Exercise | If a line in the records below contains the word "positive", copy it.

[Segmentation mask data]
BEGIN

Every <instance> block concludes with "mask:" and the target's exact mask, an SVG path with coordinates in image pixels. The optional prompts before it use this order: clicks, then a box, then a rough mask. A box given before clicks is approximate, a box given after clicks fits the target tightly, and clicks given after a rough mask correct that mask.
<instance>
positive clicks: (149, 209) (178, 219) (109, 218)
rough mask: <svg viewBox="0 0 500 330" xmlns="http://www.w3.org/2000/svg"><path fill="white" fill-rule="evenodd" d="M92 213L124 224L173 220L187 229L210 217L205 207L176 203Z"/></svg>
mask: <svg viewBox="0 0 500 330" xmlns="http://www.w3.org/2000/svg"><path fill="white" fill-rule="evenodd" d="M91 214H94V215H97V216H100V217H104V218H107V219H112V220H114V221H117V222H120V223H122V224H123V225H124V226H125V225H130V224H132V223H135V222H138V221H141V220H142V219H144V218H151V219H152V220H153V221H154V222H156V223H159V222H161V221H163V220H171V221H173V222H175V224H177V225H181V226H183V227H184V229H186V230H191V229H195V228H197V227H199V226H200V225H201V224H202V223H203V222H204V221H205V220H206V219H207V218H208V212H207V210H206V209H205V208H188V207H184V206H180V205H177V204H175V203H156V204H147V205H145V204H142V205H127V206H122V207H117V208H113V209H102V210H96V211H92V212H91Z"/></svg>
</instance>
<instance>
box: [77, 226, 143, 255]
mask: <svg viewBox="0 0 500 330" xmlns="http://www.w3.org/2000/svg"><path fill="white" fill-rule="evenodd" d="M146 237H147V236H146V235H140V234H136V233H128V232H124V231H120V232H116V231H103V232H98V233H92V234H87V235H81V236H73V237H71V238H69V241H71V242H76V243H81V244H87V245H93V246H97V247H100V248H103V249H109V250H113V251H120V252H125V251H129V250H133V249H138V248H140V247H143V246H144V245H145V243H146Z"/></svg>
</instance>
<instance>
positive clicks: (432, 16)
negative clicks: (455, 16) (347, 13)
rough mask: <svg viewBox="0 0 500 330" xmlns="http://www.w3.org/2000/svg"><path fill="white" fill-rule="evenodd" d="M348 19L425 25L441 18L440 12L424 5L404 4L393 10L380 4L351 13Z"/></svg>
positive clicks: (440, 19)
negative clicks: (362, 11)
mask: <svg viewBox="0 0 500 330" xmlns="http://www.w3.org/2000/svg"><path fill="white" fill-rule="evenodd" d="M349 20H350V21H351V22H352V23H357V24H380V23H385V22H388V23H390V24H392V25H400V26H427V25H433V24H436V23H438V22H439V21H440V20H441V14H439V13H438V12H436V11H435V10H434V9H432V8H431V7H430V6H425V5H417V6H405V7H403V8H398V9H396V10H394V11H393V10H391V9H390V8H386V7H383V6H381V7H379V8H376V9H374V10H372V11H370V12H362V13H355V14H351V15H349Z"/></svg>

END

Result of this exercise |
positive clicks: (149, 209) (178, 219) (109, 218)
positive clicks: (432, 16)
positive clicks: (440, 19)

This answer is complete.